## Exercise
Images are not part of the copy; write out the rest of the data exactly as given.

## Pointing dataset excerpts
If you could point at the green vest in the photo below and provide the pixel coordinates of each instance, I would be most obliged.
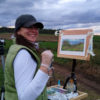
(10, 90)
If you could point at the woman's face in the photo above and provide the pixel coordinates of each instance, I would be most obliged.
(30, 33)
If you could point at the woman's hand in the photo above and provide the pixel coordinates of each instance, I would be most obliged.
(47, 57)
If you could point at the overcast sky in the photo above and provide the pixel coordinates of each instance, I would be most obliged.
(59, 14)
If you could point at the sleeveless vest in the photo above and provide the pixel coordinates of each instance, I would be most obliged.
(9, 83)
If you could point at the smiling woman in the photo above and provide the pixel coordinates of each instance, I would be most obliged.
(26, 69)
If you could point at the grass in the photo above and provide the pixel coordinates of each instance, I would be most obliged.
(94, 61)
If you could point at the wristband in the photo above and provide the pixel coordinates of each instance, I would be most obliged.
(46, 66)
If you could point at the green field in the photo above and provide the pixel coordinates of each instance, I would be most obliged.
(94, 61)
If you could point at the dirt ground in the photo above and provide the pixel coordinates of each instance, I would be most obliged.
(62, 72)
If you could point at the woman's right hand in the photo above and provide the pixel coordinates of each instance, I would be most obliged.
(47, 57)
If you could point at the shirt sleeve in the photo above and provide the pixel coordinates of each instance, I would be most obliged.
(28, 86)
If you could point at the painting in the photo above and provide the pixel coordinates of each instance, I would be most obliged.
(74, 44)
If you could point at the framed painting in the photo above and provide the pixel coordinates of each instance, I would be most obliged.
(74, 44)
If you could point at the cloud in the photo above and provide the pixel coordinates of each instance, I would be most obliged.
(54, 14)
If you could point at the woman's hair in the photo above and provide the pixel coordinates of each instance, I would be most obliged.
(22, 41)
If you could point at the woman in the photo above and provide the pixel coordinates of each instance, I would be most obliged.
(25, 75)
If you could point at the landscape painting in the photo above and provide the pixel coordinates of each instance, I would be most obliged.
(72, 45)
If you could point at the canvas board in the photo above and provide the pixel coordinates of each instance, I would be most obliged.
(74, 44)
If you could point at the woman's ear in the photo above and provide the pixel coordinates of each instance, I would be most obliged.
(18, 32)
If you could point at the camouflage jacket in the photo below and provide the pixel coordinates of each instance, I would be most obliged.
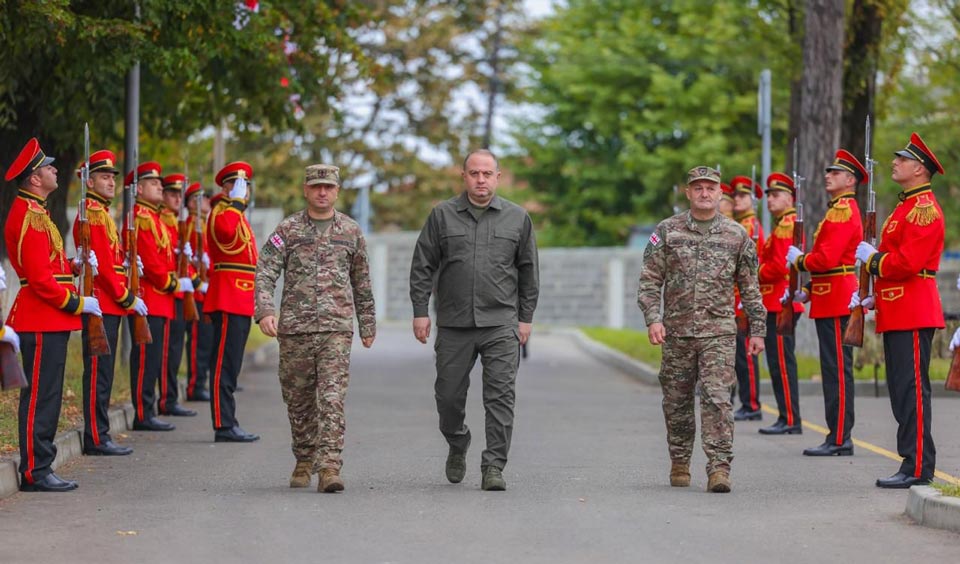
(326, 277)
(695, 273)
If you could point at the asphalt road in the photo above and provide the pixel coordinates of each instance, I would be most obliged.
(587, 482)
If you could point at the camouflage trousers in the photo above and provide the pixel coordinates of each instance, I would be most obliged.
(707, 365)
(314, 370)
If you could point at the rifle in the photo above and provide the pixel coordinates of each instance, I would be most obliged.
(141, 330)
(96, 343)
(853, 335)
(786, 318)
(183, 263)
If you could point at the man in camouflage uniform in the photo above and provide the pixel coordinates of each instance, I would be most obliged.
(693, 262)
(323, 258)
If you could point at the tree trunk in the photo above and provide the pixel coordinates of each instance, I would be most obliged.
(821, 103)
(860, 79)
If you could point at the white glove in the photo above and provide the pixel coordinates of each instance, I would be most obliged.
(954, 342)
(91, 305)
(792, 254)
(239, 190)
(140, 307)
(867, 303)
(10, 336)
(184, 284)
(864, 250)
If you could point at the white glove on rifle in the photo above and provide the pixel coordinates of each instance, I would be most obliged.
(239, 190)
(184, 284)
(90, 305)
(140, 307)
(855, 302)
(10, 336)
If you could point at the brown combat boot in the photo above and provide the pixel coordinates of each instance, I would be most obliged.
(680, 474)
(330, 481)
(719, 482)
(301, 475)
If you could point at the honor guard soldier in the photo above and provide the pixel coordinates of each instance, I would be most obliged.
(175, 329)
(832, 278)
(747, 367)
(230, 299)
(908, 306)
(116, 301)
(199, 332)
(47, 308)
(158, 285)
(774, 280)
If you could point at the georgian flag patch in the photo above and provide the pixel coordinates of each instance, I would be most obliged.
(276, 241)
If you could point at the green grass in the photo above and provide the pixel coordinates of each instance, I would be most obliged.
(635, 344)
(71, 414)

## Final answer
If you could point at the green vest in the photo below and provide the pixel coordinates of each instance, I would be most obliged.
(10, 90)
If you could point at the woman's face in the photo above and provide the pixel coordinates of each instance, I would be most obliged.
(30, 33)
If you could point at the woman's hand in the photo above and provide the pixel coordinates of each instance, I would be most obliged.
(47, 57)
If you could point at the overcast sky in the photo above and provide the pixel coordinates of each instance, I would be most obliged.
(59, 14)
If you could point at the sleeveless vest in the photo above and provide the pixel coordinates of each instance, I would be most obliged.
(9, 83)
If you could point at the smiling woman in the photo above and provide the pixel coordinates of each instance, I would be most obliged.
(26, 69)
If you could point at the grass in the photo above and provide the pixel coordinates of each instance, I would be most obliged.
(94, 61)
If you could point at the wristband in the photo above and provide the pixel coordinates of each instance, I would be most obliged.
(46, 66)
If you could point at the green field in the photo above and provide the pixel coordinates of each instance, I would be most obliged.
(94, 61)
If you could point at the dirt ground in the photo above and provide the pixel coordinates of each instance, I would be most obliged.
(62, 72)
If you could point at the woman's right hand in the photo above and provide the pixel coordinates of each instance, I would be most obliged.
(47, 57)
If you could point at the shirt sleeve in the photo above and provide the pixel coordinates of each instance, I would be most obliged.
(28, 86)
If you could point at the painting in the photo above and provide the pixel coordinates of each instance, I would be most obliged.
(74, 44)
If you could point at the framed painting in the photo above and provide the pixel coordinates of each instance, I would be most obliged.
(74, 44)
If you could point at the cloud in the photo above and provide the pixel coordinates of each instance, I would be most obliged.
(54, 14)
If you could point at the woman's hair in the photo above and provide the pixel coordinates of each instance, I would be most obliged.
(22, 41)
If you could point at the woman in the photo above and provide the pixel coordinates of each instance, I would be most obliged.
(25, 75)
If you could point at the landscape painting in the photo above and provide the pixel coordinates of each instance, I would be most obliged.
(72, 45)
If you could point at the canvas board in the photo above and provide the pixel coordinates of each instance, I would be most obliged.
(74, 44)
If you could point at the woman's ear in the photo above and provide the pixel coordinates of each instance, I would be most obliged.
(18, 32)
If you could point at the camouflage jacket in the photo below and provide the pixel coordinates of each instance, I would be most obliged.
(326, 277)
(695, 273)
If you could point at the asphalt road in the photo above and provide the pixel coordinates of each instance, I would be most obliged.
(587, 482)
If you could point at the camouflage trousers in the photo above and provide the pixel coordinates of each instance, I would be most obliged.
(707, 365)
(314, 370)
If you could point at the rifle in the photo above and provide the pixel coordinates of each instance, I would be most obliged.
(141, 330)
(96, 343)
(853, 335)
(786, 318)
(183, 263)
If you could point at the man in camouflage uniform in the photo above and provide the pixel coordinates of each instance, I would be most obliged.
(693, 262)
(323, 258)
If you could point at the tree trunk in the photo above and provide the pixel coordinates of each instance, I would be most obliged.
(821, 103)
(860, 79)
If you could point at the white glove in the photo above and provide the pixel coordinates of each instance, I would be most obliged.
(954, 342)
(91, 305)
(792, 254)
(239, 190)
(140, 307)
(867, 303)
(10, 336)
(184, 284)
(864, 250)
If you could point at the white glove on rifle in the photo above and provide the pixel coordinates of each instance, I would be most obliged.
(239, 190)
(184, 284)
(90, 305)
(140, 307)
(855, 302)
(10, 336)
If you could point at the brown combat boot in the photo above and provide the pixel coordinates of each instance, I would be most obliged.
(680, 474)
(330, 481)
(719, 482)
(301, 475)
If you could point at the honor guard soldier in the photo above and provide the pixel coordinates of each instance, I would be most obliged.
(175, 329)
(832, 278)
(747, 367)
(230, 299)
(908, 306)
(116, 301)
(199, 332)
(47, 308)
(158, 285)
(774, 280)
If you could point at the georgian flag patch in the photo above and provide the pixel coordinates of each instance, I would be most obliged.
(276, 241)
If you could point at the green grass in the photo above and provide the pixel coordinates of each instance, I would be most obliged.
(635, 344)
(71, 414)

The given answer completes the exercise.